Алесь АДАМОВИЧ
«ВРАТА СОКРОВИЩНИЦЫ СВОЕЙ ОТВОРЯЮ...»
Эссе
Словами, вынесенными нами в заглавие, начинается последнее художественное произведение Максима Горецкого «Сокровищница жизни (Лебединая песня)».
С вершины прожитого и пережитого смотрит писатель на путь свой и путь народа своего.
«О мой край! О мой путь!
Погляжу я не романтическими глазами...
Вижу я поле, тоскливое поле...
Однообразное, серое, невозделанное поле раскинулось по обе стороны кривой, узенькой, хлябистой дороги.
Отощалые коровы и косматые, заезженные кони...
А за стадом ходил я изголодалый, в грязной сермяге, растрепанный... А впереди, возле свиней — бледненький, худенький мальчик... С такою же, только чуть покороче пугой; с такою же, только чуть поменьше нищенской торбой и с расхристанными, бурыми от ветра и загара худыми груденками...
Браток ты мой, браток!»
Жизненный и литературный путь М. Горецкого в «Сокровищнице» получил как бы лирическое и аллегорически-лирическое отражение, повторение.
После деревенских впечатлений, воспоминаний — военные. А затем — революция.
«Пушки грохочут. Огонь. Перестрелка, Голоса. Стонут. Смертоносные колышки в руках звероподобных, но двуногих существ с самым весомым комком в черепочке...»
«В черной темноте вихрь вечных просторов.
Там роскошествуют и смеются, и там терпят и плачут. И там неведомый призрак бродит и бродит, шепчет и шепчет...
Звуки все сильнее, сильнее...
И вдруг различается песня сильнее всего того, что слышалось до сих пор. Все заглушает новая мелодия, бодрая и прекрасно-величественная: «Вставай, проклятьем заклейменный!»
А печальные ветры вечных просторов шумят-шумят...»
В едином лирически-песенном ритме проходит перед нами прожитое и пережитое художником и его народом — «врата сокровищницы отворяются...».
И все свои мысли, дела, чувства, совершенное им и не совершенное отдает художник на суд времени.
И на наш, на ваш читательский суд.
«Суди меня, суди меня, каждый и всякий! Суди меня судом своим, и каждым и всяким... Карай меня карами своими, карай...
Только прошу тебя: не выбивай из моих худых и квелых рук этот маленький пучечек васильков...
А выбьешь — буду оглядываться на них с печалью и скорбью великой, превышающей мои слабые силы...
○ ○ ○ ○ ○
Задание a: Верните дословно отрывок эссе о Максиме Горецком от «Алесь АДАМОВИЧ» до «не романтическими глазами...» включительно.
Записи, приведённые после эссе, с ним никак не связаны.

Данные масок сегментации:
○ ○ ○ ○ ○
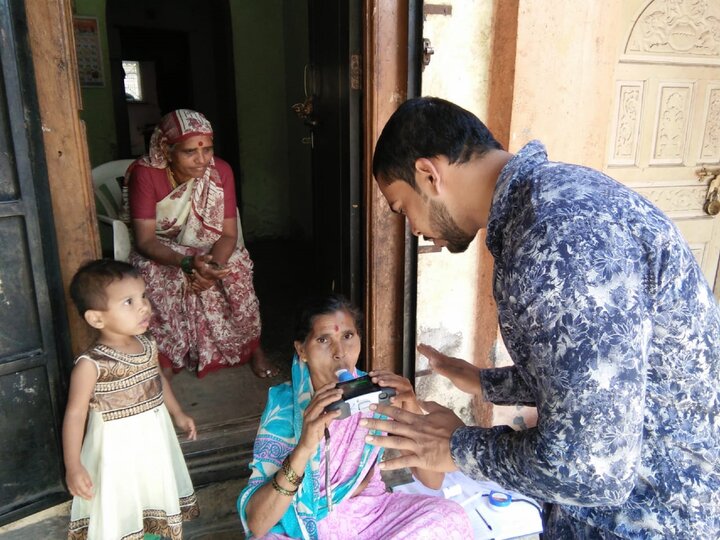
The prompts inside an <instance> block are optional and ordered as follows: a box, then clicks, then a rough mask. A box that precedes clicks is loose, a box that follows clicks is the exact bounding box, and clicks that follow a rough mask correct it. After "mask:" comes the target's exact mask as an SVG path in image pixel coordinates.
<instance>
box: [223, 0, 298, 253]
mask: <svg viewBox="0 0 720 540" xmlns="http://www.w3.org/2000/svg"><path fill="white" fill-rule="evenodd" d="M304 4H305V3H304V2H283V1H282V0H266V1H263V2H247V1H237V0H236V1H233V2H232V3H231V13H232V21H233V34H234V42H235V66H236V68H235V84H236V89H237V105H238V133H239V138H240V159H241V162H242V164H243V171H244V172H243V207H242V209H241V212H242V214H243V220H244V221H243V223H244V225H245V234H246V236H247V237H248V238H250V239H262V238H272V237H294V236H302V237H306V238H307V237H308V236H309V235H310V234H311V227H312V214H311V212H310V211H309V207H308V205H309V203H310V176H309V170H310V149H309V147H308V146H307V145H303V144H302V142H301V139H302V137H303V136H305V134H304V133H303V130H302V127H301V126H302V124H301V122H300V121H299V120H297V119H296V118H294V117H293V114H292V112H291V110H290V107H291V106H292V104H293V103H296V102H298V101H302V100H303V98H304V95H303V85H302V77H303V67H304V65H305V63H306V62H307V58H308V52H307V50H308V45H307V13H306V11H305V5H304Z"/></svg>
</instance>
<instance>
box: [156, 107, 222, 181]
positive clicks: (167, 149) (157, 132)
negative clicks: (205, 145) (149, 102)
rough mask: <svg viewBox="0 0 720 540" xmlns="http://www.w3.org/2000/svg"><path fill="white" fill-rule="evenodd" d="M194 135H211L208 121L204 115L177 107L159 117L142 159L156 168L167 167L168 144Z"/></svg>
mask: <svg viewBox="0 0 720 540" xmlns="http://www.w3.org/2000/svg"><path fill="white" fill-rule="evenodd" d="M196 135H207V136H208V137H210V138H212V137H213V130H212V125H211V124H210V121H209V120H208V119H207V118H205V115H203V114H202V113H199V112H197V111H191V110H190V109H178V110H176V111H173V112H171V113H168V114H166V115H165V116H163V117H162V118H161V119H160V122H158V125H157V126H156V127H155V131H153V134H152V137H150V148H149V151H148V155H147V156H146V157H145V159H144V161H145V164H146V165H149V166H151V167H154V168H156V169H164V168H165V167H167V159H166V157H165V156H166V155H167V150H168V146H171V145H173V144H177V143H179V142H182V141H184V140H186V139H189V138H190V137H194V136H196Z"/></svg>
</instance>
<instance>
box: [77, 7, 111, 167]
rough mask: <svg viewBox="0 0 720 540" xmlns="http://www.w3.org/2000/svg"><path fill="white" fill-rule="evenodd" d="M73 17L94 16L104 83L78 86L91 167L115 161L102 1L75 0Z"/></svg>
mask: <svg viewBox="0 0 720 540" xmlns="http://www.w3.org/2000/svg"><path fill="white" fill-rule="evenodd" d="M74 6H75V9H74V15H78V16H82V17H97V19H98V37H99V40H100V52H101V54H102V64H103V75H104V79H105V84H104V85H103V86H100V87H81V96H82V103H81V107H82V110H81V112H80V118H81V119H82V120H83V121H84V122H85V126H86V129H87V141H88V154H89V155H90V166H91V167H95V166H96V165H99V164H101V163H105V162H106V161H111V160H113V159H117V158H118V157H119V156H118V151H117V136H116V130H115V116H114V114H113V107H112V87H111V86H110V55H109V52H108V50H109V49H108V39H107V27H106V20H105V0H75V2H74Z"/></svg>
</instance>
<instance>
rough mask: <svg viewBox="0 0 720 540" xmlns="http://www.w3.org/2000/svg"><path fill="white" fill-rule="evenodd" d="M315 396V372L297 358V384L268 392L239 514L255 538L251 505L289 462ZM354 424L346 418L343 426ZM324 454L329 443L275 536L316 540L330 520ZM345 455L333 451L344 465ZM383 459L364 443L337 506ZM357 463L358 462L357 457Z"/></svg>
mask: <svg viewBox="0 0 720 540" xmlns="http://www.w3.org/2000/svg"><path fill="white" fill-rule="evenodd" d="M362 375H365V373H364V372H362V371H360V370H359V369H358V370H356V374H355V376H357V377H360V376H362ZM313 394H314V391H313V387H312V382H311V380H310V370H309V369H308V367H307V364H306V363H305V362H301V361H300V360H299V358H298V356H297V354H296V355H295V356H294V358H293V364H292V381H288V382H285V383H283V384H280V385H277V386H273V387H272V388H270V390H269V392H268V403H267V405H266V406H265V411H264V412H263V415H262V418H261V419H260V428H259V429H258V433H257V437H256V438H255V448H254V449H253V461H252V463H251V464H250V468H251V470H252V474H251V476H250V480H249V481H248V485H247V487H246V488H245V489H244V490H243V492H242V493H241V494H240V497H238V504H237V506H238V511H239V513H240V518H241V520H242V523H243V526H244V527H245V531H246V532H247V533H248V534H250V533H249V529H248V523H247V514H246V513H245V510H246V508H247V503H248V501H249V500H250V497H251V496H252V495H253V493H255V491H257V490H258V489H259V488H260V487H261V486H263V485H265V484H266V483H267V482H269V481H270V479H271V478H272V477H273V475H274V474H275V473H276V472H277V471H278V470H279V469H280V466H281V464H282V462H283V460H284V459H285V457H286V456H287V455H288V454H290V452H292V450H293V449H294V448H295V447H296V446H297V444H298V442H299V441H300V434H301V433H302V426H303V413H304V411H305V409H306V408H307V406H308V404H309V403H310V400H311V399H312V396H313ZM378 417H379V416H378ZM351 418H352V417H350V418H346V419H345V420H343V422H345V421H348V420H351ZM323 449H324V443H321V444H320V445H318V449H317V451H316V452H315V455H314V456H313V457H312V458H311V459H310V460H309V461H308V464H307V466H306V468H305V471H303V472H304V475H305V476H304V478H303V481H302V484H300V486H299V487H298V491H297V493H296V494H295V495H294V497H293V501H292V503H291V504H290V507H289V508H288V509H287V511H286V512H285V514H284V515H283V517H282V518H281V519H280V521H279V522H278V523H277V524H276V525H275V526H274V527H273V528H272V529H270V532H271V533H275V534H284V535H286V536H289V537H291V538H306V539H314V538H317V522H318V521H320V520H321V519H323V518H324V517H326V516H327V515H328V501H327V494H326V493H322V494H321V491H320V489H321V486H320V484H321V483H322V482H323V478H324V473H325V460H324V458H323ZM343 451H344V449H343V448H338V447H335V448H333V449H332V452H333V454H334V458H335V460H339V461H343V458H344V456H343V455H342V452H343ZM381 454H382V449H381V448H378V447H376V446H373V445H371V444H369V443H365V445H364V447H363V449H362V452H361V454H360V456H359V463H358V467H357V471H356V473H355V474H354V476H352V477H351V478H349V479H347V480H346V481H345V482H342V483H340V484H339V485H336V486H333V488H332V494H331V497H332V502H333V506H335V505H337V504H339V503H340V502H342V501H343V500H345V499H347V498H348V497H350V496H351V495H352V494H353V491H354V490H355V488H356V487H357V486H358V485H359V484H360V483H361V482H362V480H363V479H364V478H365V475H366V474H367V473H368V471H369V470H370V469H371V468H372V467H373V466H374V464H375V462H376V460H377V459H378V457H379V456H380V455H381ZM354 459H358V458H357V456H356V457H355V458H354Z"/></svg>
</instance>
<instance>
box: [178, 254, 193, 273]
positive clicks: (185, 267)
○ ○ ○ ○ ○
Задание b: В отрезке записей от самого начала до строки с «box: [223, 0, 298, 253]» включительно замените «optional» на «mandatory», ничего больше не меняя, и приведите только эти строки. Изображения в ответ не включайте.

Письменный ответ a:
Алесь АДАМОВИЧ
«ВРАТА СОКРОВИЩНИЦЫ СВОЕЙ ОТВОРЯЮ...»
Эссе
Словами, вынесенными нами в заглавие, начинается последнее художественное произведение Максима Горецкого «Сокровищница жизни (Лебединая песня)».
С вершины прожитого и пережитого смотрит писатель на путь свой и путь народа своего.
«О мой край! О мой путь!
Погляжу я не романтическими глазами...

Письменный ответ b:
The prompts inside an <instance> block are mandatory and ordered as follows: a box, then clicks, then a rough mask. A box that precedes clicks is loose, a box that follows clicks is the exact bounding box, and clicks that follow a rough mask correct it. After "mask:" comes the target's exact mask as an SVG path in image pixel coordinates.
<instance>
box: [223, 0, 298, 253]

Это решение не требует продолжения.